* [Job]
Reproduce only the entries from the line holding "Annotate rolling hill slope." through the end of the entries, inclusive, with the requests included. Add -133 to every bounding-box coordinate in the answers, and leave the format sample in each request unchanged.

* [Stored entries]
============================================================
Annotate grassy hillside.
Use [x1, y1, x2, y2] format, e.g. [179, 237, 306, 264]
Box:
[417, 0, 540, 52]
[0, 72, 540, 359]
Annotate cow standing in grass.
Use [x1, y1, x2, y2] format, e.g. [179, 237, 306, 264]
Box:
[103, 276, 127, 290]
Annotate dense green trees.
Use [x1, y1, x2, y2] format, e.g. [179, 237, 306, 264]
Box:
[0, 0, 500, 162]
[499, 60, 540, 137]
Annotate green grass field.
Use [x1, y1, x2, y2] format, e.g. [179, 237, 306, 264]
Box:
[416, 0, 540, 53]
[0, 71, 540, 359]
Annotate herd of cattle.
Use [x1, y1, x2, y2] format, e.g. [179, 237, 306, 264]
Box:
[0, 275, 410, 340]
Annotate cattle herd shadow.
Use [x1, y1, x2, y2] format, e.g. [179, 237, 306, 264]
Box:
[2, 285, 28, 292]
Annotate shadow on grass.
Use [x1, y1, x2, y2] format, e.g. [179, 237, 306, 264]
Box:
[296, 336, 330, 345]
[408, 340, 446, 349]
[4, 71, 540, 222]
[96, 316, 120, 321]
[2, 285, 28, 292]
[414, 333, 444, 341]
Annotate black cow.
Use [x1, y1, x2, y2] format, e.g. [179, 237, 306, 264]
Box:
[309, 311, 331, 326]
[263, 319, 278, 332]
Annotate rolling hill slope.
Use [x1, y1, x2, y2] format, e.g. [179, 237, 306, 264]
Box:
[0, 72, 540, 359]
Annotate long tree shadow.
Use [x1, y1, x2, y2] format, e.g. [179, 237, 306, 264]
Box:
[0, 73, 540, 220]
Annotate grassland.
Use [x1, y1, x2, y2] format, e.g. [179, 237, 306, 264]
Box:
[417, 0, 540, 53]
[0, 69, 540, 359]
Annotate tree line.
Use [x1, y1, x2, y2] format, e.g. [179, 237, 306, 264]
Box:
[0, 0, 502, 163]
============================================================
* [Answer for this exercise]
Annotate rolling hill slope.
Use [x1, y1, x2, y2] format, e.g. [179, 237, 306, 264]
Box:
[-133, -61, 407, 226]
Annotate long tree shadow.
Use [x1, y1, x2, y2] format, e.g. [179, 237, 306, 264]
Box:
[-133, -60, 407, 87]
Annotate grassland.
Use [x1, y1, x2, y2] format, e.g. [179, 237, 306, 264]
Box:
[284, -133, 407, -80]
[-133, -64, 407, 226]
Annotate tree line.
Use [x1, y1, x2, y2] format, e.g. [179, 237, 306, 264]
Box:
[-133, -133, 369, 30]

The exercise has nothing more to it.